Supplied records:

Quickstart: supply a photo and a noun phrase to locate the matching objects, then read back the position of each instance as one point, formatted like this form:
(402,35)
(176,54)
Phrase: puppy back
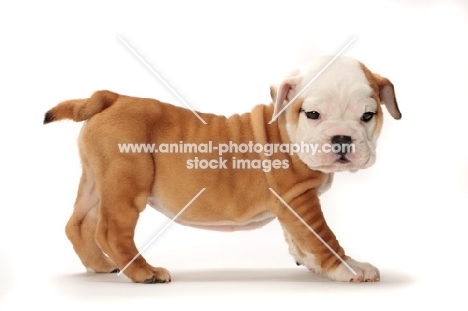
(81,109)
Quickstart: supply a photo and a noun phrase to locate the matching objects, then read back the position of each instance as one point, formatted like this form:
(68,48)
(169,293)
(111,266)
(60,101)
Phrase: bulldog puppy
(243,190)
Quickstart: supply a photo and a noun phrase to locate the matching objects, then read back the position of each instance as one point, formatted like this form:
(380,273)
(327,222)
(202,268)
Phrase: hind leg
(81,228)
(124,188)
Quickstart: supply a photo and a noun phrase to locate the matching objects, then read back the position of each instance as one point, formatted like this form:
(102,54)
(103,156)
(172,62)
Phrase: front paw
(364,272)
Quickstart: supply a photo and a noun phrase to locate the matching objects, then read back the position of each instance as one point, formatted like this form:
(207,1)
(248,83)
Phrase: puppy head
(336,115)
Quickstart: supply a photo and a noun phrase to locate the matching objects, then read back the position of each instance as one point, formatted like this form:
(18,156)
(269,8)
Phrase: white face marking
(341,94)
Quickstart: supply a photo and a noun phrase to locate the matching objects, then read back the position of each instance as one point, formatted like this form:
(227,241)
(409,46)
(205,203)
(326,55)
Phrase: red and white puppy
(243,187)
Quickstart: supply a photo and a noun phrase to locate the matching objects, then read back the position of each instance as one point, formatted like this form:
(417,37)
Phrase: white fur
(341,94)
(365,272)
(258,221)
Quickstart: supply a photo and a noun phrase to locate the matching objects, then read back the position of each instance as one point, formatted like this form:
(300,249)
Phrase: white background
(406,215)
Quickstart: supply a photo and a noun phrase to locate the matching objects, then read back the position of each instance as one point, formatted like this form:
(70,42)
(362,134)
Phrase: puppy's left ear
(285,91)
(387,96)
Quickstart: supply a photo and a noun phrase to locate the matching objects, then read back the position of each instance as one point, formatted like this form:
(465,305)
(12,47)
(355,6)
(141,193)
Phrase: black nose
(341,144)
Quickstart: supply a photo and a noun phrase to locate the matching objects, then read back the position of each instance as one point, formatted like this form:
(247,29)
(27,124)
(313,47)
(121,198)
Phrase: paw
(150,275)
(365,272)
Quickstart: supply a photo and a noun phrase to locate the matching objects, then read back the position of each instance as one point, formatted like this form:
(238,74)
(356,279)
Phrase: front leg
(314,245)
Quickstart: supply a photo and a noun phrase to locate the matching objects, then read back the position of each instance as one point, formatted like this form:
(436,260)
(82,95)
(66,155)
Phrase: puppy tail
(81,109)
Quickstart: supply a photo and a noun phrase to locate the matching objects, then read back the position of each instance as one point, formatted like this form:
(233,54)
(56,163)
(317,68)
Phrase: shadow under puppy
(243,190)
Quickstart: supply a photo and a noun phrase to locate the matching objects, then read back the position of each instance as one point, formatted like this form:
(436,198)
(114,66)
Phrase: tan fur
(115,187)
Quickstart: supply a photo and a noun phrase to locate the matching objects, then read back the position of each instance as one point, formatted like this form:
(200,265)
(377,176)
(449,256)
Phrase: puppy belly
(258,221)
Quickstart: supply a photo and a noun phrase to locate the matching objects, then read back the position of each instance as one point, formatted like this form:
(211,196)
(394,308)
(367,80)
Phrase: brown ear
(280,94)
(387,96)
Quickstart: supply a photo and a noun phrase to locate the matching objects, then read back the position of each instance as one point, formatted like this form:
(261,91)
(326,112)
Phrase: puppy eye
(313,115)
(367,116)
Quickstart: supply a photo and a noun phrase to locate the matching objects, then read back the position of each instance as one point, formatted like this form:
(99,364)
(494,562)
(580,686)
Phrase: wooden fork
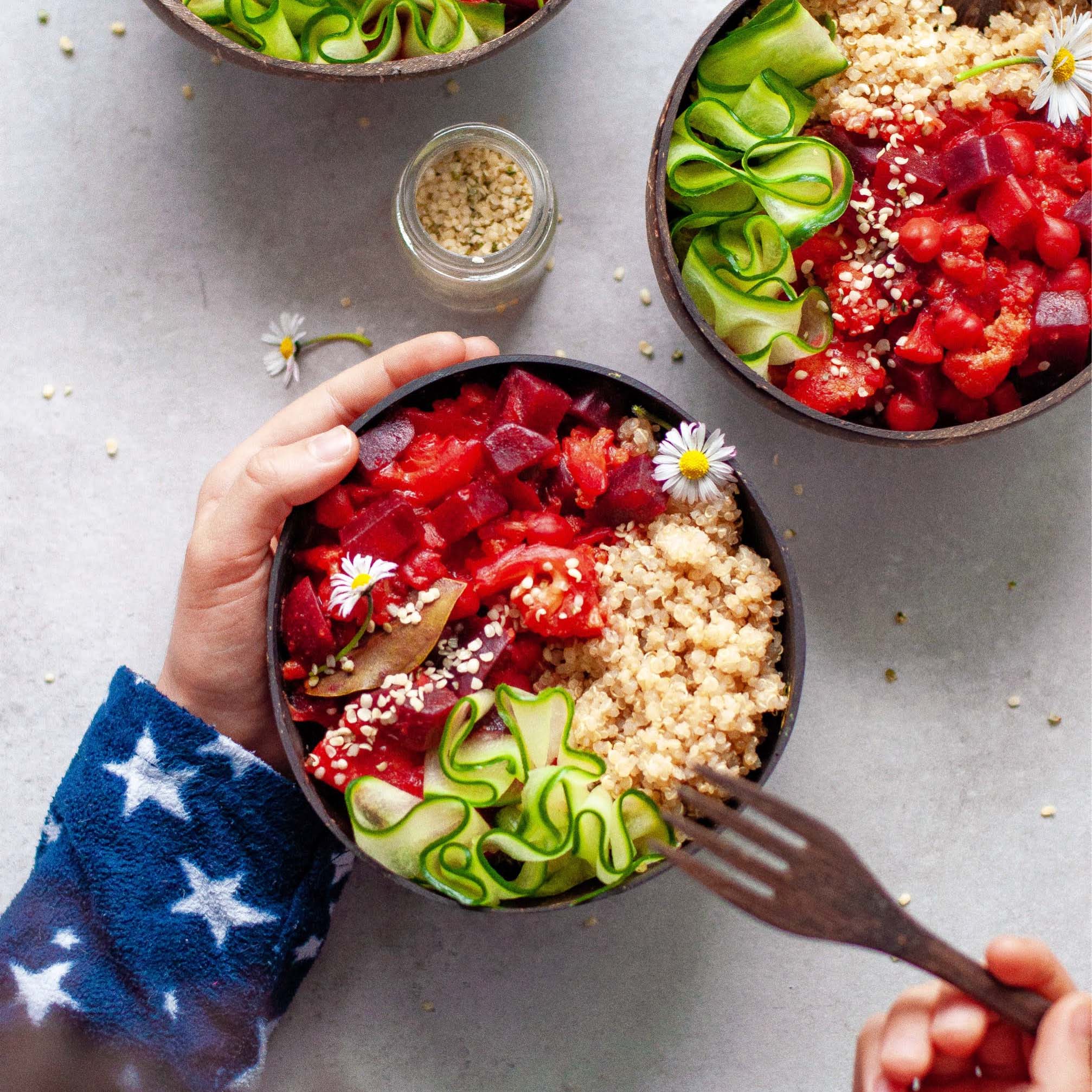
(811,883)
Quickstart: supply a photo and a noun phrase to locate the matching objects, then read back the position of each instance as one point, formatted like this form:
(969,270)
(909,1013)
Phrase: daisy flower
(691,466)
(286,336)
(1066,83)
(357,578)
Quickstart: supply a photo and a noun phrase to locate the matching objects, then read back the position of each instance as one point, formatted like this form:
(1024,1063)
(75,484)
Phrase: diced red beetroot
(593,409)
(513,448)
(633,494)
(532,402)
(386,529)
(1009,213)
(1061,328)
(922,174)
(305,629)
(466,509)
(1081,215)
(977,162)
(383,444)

Exercise directions: Replicate the material above verbatim; images stay out of the copy.

Worked solution:
Quickstart: supply a photo and a noun phrase to locate the matching objects, then read back the position of each instance as one point, formatted like this form:
(402,35)
(176,54)
Phrase: puppy back
(81,109)
Quickstart: supply a photo and a noun phrase to locate the matching objects, then read back the position of each instance as one point, formatted like this form:
(68,48)
(169,293)
(111,266)
(60,101)
Phrase: bulldog puppy
(243,190)
Quickstart: supply a photo and a noun phrase to locate the matching objects, then read back the position of each instance as one point, formatted like this form:
(380,273)
(327,222)
(202,268)
Phrase: hind leg
(81,228)
(124,188)
Quickstart: supply a photo and a noun phrase to locate the matching objects, then read back the position of each instance as one point, formatted like this form:
(102,54)
(103,156)
(172,62)
Phrase: front paw
(364,272)
Quickstart: supply a photo and a noun phrase to locate the matching objects, then read back the position of each instance as one point, formatted like this form:
(207,1)
(248,83)
Phrase: puppy head
(336,115)
Quickstart: supply a photo and a noun phrase to locate the matching objects, then read back the position of each instance as one point, formatted like this form:
(18,156)
(269,8)
Phrase: white face marking
(341,94)
Quickstart: supply a photo and a noun phrase to locate the matching objects, then read back the position of each instance as one point, formatted like this form:
(227,241)
(409,46)
(205,203)
(326,55)
Phrase: red and white puppy
(243,187)
Quickstart: supply a photo and a noun phrase to locate the matching objects, then read back the position of each instance as one point, formatted like this form:
(417,37)
Phrase: white fur
(341,94)
(365,272)
(258,221)
Quickstart: supply a photo and a noun phrase to locate the matching objects, then read back the position of each instance as one point, formatted like this form:
(300,249)
Phrase: white background
(406,215)
Quickstart: supply a photo and a noun phrase to locate the matching objects, then read back the position of each instance as one point, formatted like this form:
(70,42)
(362,134)
Phrase: puppy's left ear
(285,91)
(387,96)
Quickstart: supply a photo and a noun phrase to locate the matching objects, then read back the position of each instance as one point, formatted like this form:
(465,305)
(12,47)
(355,6)
(141,193)
Phrase: black nose
(341,144)
Quickstart: supply a photo and a noun phrase to locate the matching objects, then read back the position of each instance as one point, formatted like this form:
(247,29)
(27,124)
(313,47)
(121,198)
Phrase: paw
(150,275)
(365,272)
Quickstart: supply a photo and a noun phrase to locate the matching objects, then read back the position of each instance as one point, formatted like this form:
(238,74)
(356,279)
Phrase: front leg
(314,245)
Quickstart: supply a photo and a noun phrase to locate the matching objects, then read back the position of each instance as one point, formatted like this form:
(436,260)
(82,95)
(66,155)
Phrase: puppy tail
(81,109)
Quickstart: supply a photo and a noun phrase to locate the matching objects, then read back the position of each instance as one point, formatted like this form:
(233,54)
(56,163)
(317,68)
Phrase: shadow under puppy
(243,190)
Quickstart: supply a photo and a noun phrase to locate the matching objects, then read back the position of each instance as one point, formatted like this form:
(436,198)
(114,66)
Phrase: tan fur
(115,187)
Quickstart: supply a photo and a noun phrase to locate the matching objects, then read back the position of each instance as one point, formatted like this form:
(200,265)
(377,176)
(449,256)
Phrase: puppy belly
(258,221)
Quickstart: supply a photo and a noun phrase to locate the matching objects, then read back the position of each instance as one point, formatted like this form:
(211,196)
(394,308)
(367,80)
Phrase: brown ear
(280,94)
(387,96)
Quickstart: supply a photo and a noun phrase to locate the matching objects, then read back the position of each instance as one point, formatted like this form:
(261,91)
(326,112)
Phrase: puppy eye
(313,115)
(367,116)
Quickstart: supply a photo and a noun phrase to locate the matching objects, then read back the position of each instance as one point, formatted like this form:
(99,364)
(494,562)
(580,686)
Phrase: wooden fork
(811,883)
Quickstart: supply a photo and a noun phrase to locate the matching objects, then read back the position of each instance as one point, formatted like this form:
(969,270)
(909,1013)
Phrase: daisy flower
(691,466)
(286,336)
(1066,83)
(357,578)
Quickstart: supply a photo and a noun phrase to locate the matching objects, then read back the position of each instance as one point, formatted like this form:
(1024,1063)
(75,484)
Phrase: diced red beetroot
(593,409)
(513,448)
(633,494)
(532,402)
(386,529)
(1009,213)
(1061,328)
(922,174)
(305,629)
(466,509)
(1081,215)
(977,162)
(383,444)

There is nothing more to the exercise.